» **DATASET CONTENT**:
%%

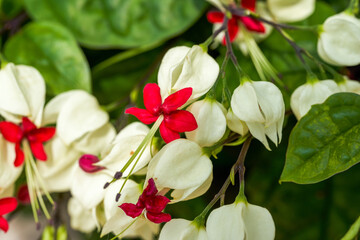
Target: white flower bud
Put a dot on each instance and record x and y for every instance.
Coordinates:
(235, 124)
(22, 93)
(81, 218)
(181, 229)
(181, 165)
(291, 10)
(261, 106)
(8, 172)
(338, 43)
(349, 86)
(210, 117)
(240, 221)
(309, 94)
(184, 67)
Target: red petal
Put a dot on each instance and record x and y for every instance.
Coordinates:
(167, 134)
(142, 114)
(19, 156)
(38, 150)
(11, 132)
(7, 205)
(158, 217)
(248, 4)
(176, 100)
(152, 98)
(131, 209)
(41, 134)
(3, 224)
(215, 17)
(253, 24)
(233, 28)
(150, 189)
(28, 125)
(180, 121)
(156, 204)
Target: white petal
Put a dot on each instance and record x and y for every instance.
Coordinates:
(235, 124)
(8, 172)
(259, 224)
(210, 117)
(180, 164)
(340, 39)
(226, 223)
(80, 217)
(291, 10)
(90, 196)
(244, 103)
(196, 69)
(57, 171)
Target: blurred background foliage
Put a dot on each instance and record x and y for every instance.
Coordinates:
(112, 48)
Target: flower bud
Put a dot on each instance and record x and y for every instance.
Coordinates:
(184, 67)
(261, 106)
(22, 93)
(338, 43)
(235, 124)
(309, 94)
(240, 221)
(181, 229)
(291, 11)
(181, 165)
(210, 116)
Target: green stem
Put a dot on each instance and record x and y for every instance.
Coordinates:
(200, 220)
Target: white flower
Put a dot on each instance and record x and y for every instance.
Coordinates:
(291, 10)
(338, 43)
(349, 86)
(210, 117)
(79, 130)
(240, 221)
(261, 106)
(124, 145)
(8, 172)
(181, 229)
(184, 67)
(81, 218)
(22, 93)
(311, 93)
(235, 124)
(181, 165)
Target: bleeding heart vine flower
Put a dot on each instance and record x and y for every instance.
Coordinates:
(291, 11)
(150, 203)
(7, 205)
(174, 120)
(27, 131)
(261, 106)
(181, 229)
(234, 22)
(339, 39)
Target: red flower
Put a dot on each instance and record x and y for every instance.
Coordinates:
(175, 121)
(151, 204)
(7, 205)
(233, 23)
(27, 130)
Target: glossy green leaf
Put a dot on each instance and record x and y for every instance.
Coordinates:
(326, 141)
(51, 49)
(121, 23)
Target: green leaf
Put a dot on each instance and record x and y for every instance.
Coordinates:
(325, 141)
(353, 231)
(123, 24)
(51, 49)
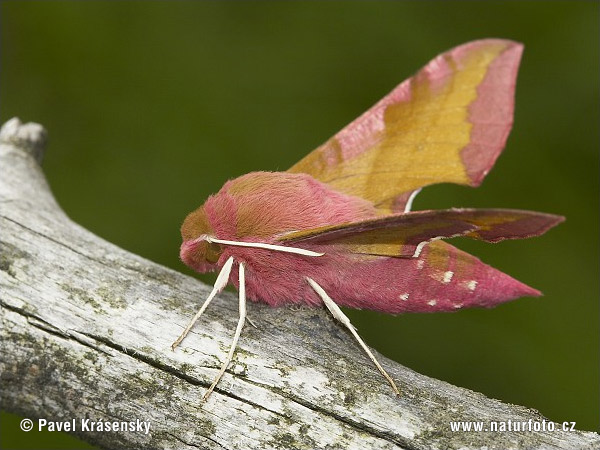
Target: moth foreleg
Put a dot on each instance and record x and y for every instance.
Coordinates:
(340, 316)
(220, 284)
(238, 331)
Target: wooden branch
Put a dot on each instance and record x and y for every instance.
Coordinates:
(86, 330)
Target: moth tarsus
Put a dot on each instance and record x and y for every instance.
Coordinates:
(338, 314)
(220, 283)
(238, 331)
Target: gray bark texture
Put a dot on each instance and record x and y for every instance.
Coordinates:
(86, 333)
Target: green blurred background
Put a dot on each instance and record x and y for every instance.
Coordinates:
(151, 106)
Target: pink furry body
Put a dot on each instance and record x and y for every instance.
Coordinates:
(260, 206)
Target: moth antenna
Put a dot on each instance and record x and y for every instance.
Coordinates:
(220, 284)
(337, 313)
(238, 331)
(279, 248)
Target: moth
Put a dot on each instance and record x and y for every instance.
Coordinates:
(337, 229)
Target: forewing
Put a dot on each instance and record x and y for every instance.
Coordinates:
(403, 235)
(448, 123)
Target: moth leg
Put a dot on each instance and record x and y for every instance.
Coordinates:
(337, 313)
(238, 331)
(220, 284)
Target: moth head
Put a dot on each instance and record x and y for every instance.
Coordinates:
(195, 251)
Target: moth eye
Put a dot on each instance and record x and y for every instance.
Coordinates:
(213, 252)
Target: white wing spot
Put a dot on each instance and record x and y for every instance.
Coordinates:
(448, 277)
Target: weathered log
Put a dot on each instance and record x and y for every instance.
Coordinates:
(86, 330)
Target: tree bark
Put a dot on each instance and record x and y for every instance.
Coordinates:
(86, 334)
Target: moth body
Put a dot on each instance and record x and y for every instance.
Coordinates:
(336, 228)
(261, 206)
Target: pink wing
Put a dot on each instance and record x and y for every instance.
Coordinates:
(404, 235)
(448, 123)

%%

» **YOUR TASK**: Please return the data above exactly as it stands from the line with "Target: green stem" to the line with "Target: wooden branch", keeping both of those lines but none of the pictures.

» **RESPONSE TO THE TASK**:
Target: green stem
Put a dot on each instance and record x and y for every instance.
Coordinates:
(200, 220)
Target: white flower
Put a dot on each instance and record x and y for every instance.
Coordinates:
(291, 10)
(338, 43)
(349, 86)
(210, 117)
(79, 130)
(240, 221)
(261, 106)
(124, 145)
(8, 172)
(181, 229)
(184, 67)
(81, 218)
(22, 93)
(311, 93)
(235, 124)
(181, 165)
Target: bleeding heart vine flower
Put a dot on each instance and record x and y for every instance.
Coordinates:
(291, 11)
(150, 203)
(7, 205)
(174, 120)
(27, 131)
(261, 106)
(181, 229)
(234, 22)
(339, 39)
Target: red flower
Put a dot on each instance and record x and y for every instance.
Coordinates:
(175, 121)
(151, 204)
(7, 205)
(233, 23)
(27, 130)
Target: glossy green leaf
Put a dot on each instance and record x and y for every instance.
Coordinates:
(326, 141)
(51, 49)
(121, 23)
Target: green leaf
Put a dot on each instance and record x and y for every instance.
Coordinates:
(325, 141)
(353, 231)
(123, 24)
(51, 49)
Target: moth foreleg
Put a dot on each instance and record x and y for every instance.
Coordinates:
(340, 316)
(220, 284)
(238, 331)
Target: wooden branch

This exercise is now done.